Text provided:

+++

/cmt_statistics_tool

CMTStat - a CMT Statistics Tool

Primary LanguagePython

CMTStat - a CMT Statistics Tool

CI workflow Tokei Code style: black

The conference management tool CMT, hosted by Microsoft Research, is a popular tool to manage submissions, the reviewing process, and camrea-ready-copy preparation for scientific conferences. CMT provides various CSV and XLS export capabilities about papers, reviewers, authors, etc.

The CMT Statistics Tool is a Python application and PostgreSQL database for importing such CMT data, deriving and plotting various statistics and running utility queries. By harmonizing CMT exports into a common schema, it enables deep analysis of conference submissions. Common use cases, such as viewing submissions by date, country, affiliation, or finding differences in acceptance rates over time are included (see example images below). The easiest way to get started using the CMT Statistics Tool for your conference is by forking this repository and going through the Setup below (getting started).

This repository is based on initial work by Anna and Magda Balazinska for PVLDB volume 13 and VLDB 2020. It was extended and refined at HPI for PVLDB volume 14 and VLDB 2021. Its current form is intended to be as general as possible, but as each conference is different, slight adaptations will be necessary.

Distribution by subject areaDistribution by number of authorsDistribution by country

Getting started

  1. Fork and clone this repository
  2. Setup your environment
  3. Export the required data from CMT
  4. Customize your insert logic and table schema
  5. Import the required data
  6. Run the statistics or utilities you are interested in

Organization

The project is structured into tables, insert, statistics and utility.

  • The tables files are an ORM definition of the database tables.
  • The insert files contain the logic of importing the CMT exports.
  • The statistics files derive statistics as tables and plots from the data.

+++

Data extracted from a collection:
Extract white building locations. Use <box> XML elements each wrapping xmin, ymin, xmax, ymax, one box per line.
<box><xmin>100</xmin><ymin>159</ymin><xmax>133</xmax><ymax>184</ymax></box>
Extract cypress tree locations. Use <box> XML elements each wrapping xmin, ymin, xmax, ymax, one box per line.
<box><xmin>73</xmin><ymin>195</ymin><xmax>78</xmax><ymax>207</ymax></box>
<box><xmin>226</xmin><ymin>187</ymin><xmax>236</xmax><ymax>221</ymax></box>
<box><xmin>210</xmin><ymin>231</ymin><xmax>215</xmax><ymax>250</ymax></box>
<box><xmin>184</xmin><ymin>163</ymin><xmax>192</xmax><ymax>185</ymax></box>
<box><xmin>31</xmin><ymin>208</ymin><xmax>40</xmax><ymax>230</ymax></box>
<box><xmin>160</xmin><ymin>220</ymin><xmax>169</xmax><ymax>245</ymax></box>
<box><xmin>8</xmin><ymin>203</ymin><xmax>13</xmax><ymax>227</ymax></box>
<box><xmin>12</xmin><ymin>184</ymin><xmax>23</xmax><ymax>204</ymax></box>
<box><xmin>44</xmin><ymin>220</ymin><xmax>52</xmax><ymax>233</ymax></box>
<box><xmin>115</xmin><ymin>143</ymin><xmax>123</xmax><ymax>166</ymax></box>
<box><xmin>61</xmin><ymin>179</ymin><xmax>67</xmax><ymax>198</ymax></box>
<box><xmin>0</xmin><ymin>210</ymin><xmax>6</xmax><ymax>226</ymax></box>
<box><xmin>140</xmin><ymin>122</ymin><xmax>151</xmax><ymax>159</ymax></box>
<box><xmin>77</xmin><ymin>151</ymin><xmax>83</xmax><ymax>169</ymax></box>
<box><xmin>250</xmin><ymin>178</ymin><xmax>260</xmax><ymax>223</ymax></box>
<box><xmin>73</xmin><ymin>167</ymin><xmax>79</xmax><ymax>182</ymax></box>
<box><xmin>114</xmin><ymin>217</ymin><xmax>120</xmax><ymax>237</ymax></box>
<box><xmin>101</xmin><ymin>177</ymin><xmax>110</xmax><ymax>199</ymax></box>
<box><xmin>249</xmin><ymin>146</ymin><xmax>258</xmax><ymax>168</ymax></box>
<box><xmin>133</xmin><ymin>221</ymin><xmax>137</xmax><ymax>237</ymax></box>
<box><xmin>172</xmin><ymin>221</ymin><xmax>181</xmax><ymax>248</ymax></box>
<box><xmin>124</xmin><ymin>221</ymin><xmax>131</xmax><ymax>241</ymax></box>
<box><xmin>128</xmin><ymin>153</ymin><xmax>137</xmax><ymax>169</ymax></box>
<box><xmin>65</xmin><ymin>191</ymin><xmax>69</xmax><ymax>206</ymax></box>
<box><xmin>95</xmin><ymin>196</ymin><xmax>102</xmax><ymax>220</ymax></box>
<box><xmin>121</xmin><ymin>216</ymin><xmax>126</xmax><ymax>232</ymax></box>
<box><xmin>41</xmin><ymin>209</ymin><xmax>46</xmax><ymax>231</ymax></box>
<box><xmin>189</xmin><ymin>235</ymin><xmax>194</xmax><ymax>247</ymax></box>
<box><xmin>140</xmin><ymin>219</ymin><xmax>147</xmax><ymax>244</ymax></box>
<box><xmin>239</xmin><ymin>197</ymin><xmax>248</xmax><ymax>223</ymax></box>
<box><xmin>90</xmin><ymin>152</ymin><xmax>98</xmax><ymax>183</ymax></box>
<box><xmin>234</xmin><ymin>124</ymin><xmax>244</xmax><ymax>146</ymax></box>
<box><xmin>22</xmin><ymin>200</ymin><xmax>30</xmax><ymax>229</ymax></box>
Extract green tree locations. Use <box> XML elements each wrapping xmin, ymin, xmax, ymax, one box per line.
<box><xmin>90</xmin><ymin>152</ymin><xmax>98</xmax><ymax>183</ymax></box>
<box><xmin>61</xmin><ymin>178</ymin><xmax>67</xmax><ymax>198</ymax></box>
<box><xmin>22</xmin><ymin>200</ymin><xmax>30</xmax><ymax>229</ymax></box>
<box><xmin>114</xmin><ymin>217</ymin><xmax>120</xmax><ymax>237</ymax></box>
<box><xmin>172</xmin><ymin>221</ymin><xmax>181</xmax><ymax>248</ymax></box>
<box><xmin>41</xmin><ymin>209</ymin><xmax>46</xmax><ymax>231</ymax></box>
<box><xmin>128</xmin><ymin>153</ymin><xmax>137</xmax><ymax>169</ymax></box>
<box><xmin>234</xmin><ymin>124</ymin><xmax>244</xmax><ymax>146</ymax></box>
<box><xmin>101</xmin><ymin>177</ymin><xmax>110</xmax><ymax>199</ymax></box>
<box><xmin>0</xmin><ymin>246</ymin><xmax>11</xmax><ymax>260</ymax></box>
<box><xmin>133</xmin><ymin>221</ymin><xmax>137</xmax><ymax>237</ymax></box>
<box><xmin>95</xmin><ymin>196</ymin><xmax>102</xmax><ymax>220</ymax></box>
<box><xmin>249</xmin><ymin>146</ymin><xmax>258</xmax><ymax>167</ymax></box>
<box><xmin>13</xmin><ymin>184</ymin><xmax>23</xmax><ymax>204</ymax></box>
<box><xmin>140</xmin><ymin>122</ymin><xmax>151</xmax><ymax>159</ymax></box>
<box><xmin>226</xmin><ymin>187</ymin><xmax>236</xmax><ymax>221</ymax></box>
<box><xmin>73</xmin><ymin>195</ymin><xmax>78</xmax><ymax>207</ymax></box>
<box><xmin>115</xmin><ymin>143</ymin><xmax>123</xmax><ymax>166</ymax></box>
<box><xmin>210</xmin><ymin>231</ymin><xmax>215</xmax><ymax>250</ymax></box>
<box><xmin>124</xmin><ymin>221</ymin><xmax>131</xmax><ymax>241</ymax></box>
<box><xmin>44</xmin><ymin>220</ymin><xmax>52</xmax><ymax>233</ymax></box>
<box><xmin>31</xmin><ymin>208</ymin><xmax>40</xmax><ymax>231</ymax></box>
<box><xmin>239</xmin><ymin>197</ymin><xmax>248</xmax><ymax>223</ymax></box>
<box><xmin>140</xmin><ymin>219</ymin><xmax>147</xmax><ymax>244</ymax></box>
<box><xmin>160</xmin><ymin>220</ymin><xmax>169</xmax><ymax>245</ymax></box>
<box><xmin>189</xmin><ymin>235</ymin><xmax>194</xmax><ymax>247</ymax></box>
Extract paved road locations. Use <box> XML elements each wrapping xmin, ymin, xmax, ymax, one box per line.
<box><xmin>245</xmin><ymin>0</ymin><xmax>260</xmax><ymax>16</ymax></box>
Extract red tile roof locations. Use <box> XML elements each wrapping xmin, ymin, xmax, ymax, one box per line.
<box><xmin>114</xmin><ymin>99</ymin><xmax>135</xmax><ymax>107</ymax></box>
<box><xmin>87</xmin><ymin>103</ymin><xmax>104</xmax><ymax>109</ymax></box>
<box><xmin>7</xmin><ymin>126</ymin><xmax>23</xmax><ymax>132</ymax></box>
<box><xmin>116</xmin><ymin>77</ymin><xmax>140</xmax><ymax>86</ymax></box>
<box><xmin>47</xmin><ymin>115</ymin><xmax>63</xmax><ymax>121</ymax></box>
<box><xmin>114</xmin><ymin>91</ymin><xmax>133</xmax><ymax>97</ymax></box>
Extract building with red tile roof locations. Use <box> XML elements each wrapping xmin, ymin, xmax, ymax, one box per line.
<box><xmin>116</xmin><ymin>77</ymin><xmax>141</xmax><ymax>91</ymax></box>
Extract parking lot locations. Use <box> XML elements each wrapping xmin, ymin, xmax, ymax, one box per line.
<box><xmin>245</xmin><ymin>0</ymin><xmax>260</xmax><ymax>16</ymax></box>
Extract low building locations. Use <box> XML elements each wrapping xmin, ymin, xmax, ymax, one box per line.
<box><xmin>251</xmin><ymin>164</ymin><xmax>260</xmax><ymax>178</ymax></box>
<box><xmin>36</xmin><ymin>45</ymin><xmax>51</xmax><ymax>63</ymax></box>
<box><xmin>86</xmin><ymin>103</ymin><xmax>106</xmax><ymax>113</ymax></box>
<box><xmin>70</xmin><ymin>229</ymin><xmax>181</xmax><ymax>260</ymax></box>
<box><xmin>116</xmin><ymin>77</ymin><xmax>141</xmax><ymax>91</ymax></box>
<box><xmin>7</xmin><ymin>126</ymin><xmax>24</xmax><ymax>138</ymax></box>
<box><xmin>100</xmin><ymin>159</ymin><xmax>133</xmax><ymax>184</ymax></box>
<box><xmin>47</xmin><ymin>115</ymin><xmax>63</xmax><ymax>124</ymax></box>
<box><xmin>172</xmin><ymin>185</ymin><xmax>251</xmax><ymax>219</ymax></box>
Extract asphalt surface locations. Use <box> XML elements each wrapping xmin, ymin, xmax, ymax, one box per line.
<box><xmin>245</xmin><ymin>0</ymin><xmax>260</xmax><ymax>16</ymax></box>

+++

Set tasks:
a) Can you reproduce the stretch of the CMT Statistics Tool description from "Organization" through "the CMT exports."?
b) How many lines in the entries contain the string "tree"? Reply with the number only.

Solutions to each task:
a)
Organization

The project is structured into tables, insert, statistics and utility.

  • The tables files are an ORM definition of the database tables.
  • The insert files contain the logic of importing the CMT exports.

b) 2